### FRAGMENTO DEL TEXTO
___
MADRID, CON OTRO CRISTAL MÁS
TRANSPARENTE
Se describen tres tipos de entonaciones
fundamentalmente en nuestra lengua: la enunciativa, la exclamativa y la
interrogativa. La primera de ellas sirve de molde para los estados de ánimo más
calmados, más asertivos, más de cada día. La segunda y la tercera nos sitúan en
estados de ánimo alterados, bien porque descubrimos algo inesperado que nos
causa sensación, o porque deseamos conocer una cosa nueva, o, en tantísimos
casos (preguntas retóricas), confirmar lo que pensamos.
No me importaría trasladarles esta sencillísima
consideración a bastantes locutores de televisión. Incluso estaría dispuesto a
acercarme a Madrid para glosárselas y, a la vez, pedir que los manden a sus
casas a aprender a entonar.
El caso es que el pasado fin de semana hice paréntesis
en el tiempo y me marché a la capital, pero no a esta ocupación, sino a pasar
el fin de semana con mi familia, con mi hermana, mi cuñado y mi sobrino. Y,
cuando voy a Madrid, la entonación se pone en grado exclamativo. Y de poco
sirve que uno tenga ya andados muchos caminos: siempre la urbe está dispuesta a
abrir sus carnes y a enseñarme nuevas fronteras y novedades varias.
Hubo teatro, concierto, visitas a las calles donde
todo se pone a compraventa, o sea al Rastro, compras y charla de amistad en
Rivas con José Luis Morante, paseos, risas y lluvia… De todo en la gran urbe.
___
### DATOS PROPORCIONADOS
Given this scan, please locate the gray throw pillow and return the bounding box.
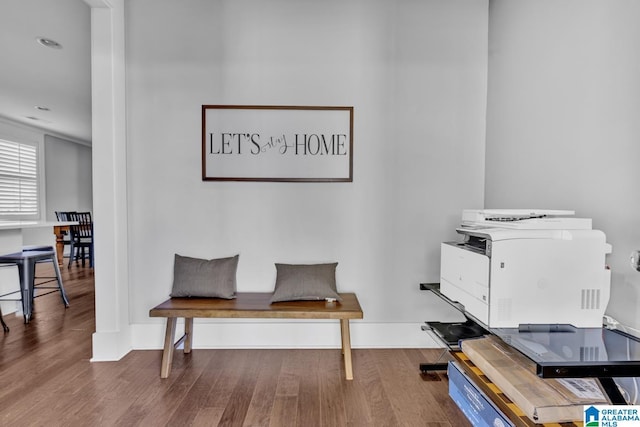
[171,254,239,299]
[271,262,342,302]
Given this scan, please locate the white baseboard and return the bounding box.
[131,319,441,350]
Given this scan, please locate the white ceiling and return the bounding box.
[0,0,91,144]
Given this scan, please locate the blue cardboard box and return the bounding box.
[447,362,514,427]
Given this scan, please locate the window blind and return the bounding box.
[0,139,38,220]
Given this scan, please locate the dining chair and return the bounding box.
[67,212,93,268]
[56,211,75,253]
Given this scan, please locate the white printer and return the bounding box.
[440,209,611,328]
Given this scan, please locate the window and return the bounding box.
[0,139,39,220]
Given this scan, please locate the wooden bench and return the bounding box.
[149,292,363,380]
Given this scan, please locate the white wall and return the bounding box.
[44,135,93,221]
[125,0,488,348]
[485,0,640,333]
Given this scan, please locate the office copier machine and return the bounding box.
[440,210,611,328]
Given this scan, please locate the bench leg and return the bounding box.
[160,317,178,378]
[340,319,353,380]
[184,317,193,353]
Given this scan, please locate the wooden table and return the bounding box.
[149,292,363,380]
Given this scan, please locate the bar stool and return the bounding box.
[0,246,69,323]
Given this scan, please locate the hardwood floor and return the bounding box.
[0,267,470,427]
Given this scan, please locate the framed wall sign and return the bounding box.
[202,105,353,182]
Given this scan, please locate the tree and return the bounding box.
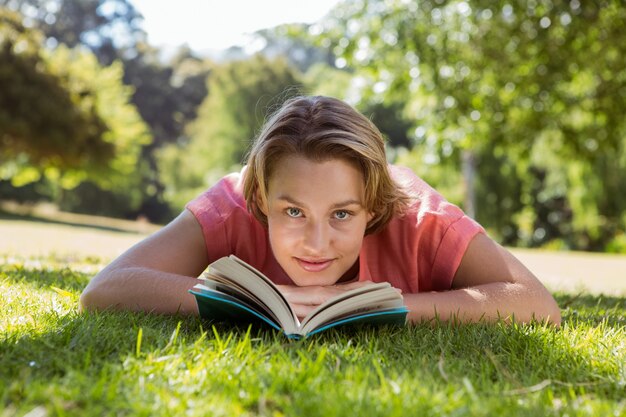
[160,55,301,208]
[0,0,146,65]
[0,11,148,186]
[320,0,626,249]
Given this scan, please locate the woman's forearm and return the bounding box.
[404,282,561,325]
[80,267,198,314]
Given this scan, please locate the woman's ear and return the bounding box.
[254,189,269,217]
___
### TAREA SOLICITADA
Retome el texto sobre la visita a Madrid a partir de su última oración. Los registros no guardan relación alguna con el texto.

### RESULTADO DEL EJERCICIO
Siempre emerge del fondo, para brillar con fuerza, el valor de la amistad y el
amor familiar que nos cobija. A pesar de la gloria de todos los artistas
(maravillosos todos en sus obras) y todos los programas. Lola Herrera y las
otras actrices en teatro, Dorantes y sus manos prodigiosas al piano, con sabor a
flamenco y un trasfondo de Albéniz y Granados (Teatros del Canal), y cualquiera
otra cosa que se sueñe. Lo digo y lo proclamo con tono exclamativo: por encima
de todo, el calor familiar y el tono de amistad de los amigos.
No me gustan las urbes ni me agradan las
aglomeraciones. Y Madrid, en su centro y en muchos de sus barrios, acoge a
medio mundo. Por eso mis visitas se limitan a un período de tiempo reducido.
Sé, sin embargo, que a todo se acostumbra el ser humano; pero no me imagino sin
gozar a cada instante del privilegio que me ofrece la vista sin fronteras de la
naturaleza.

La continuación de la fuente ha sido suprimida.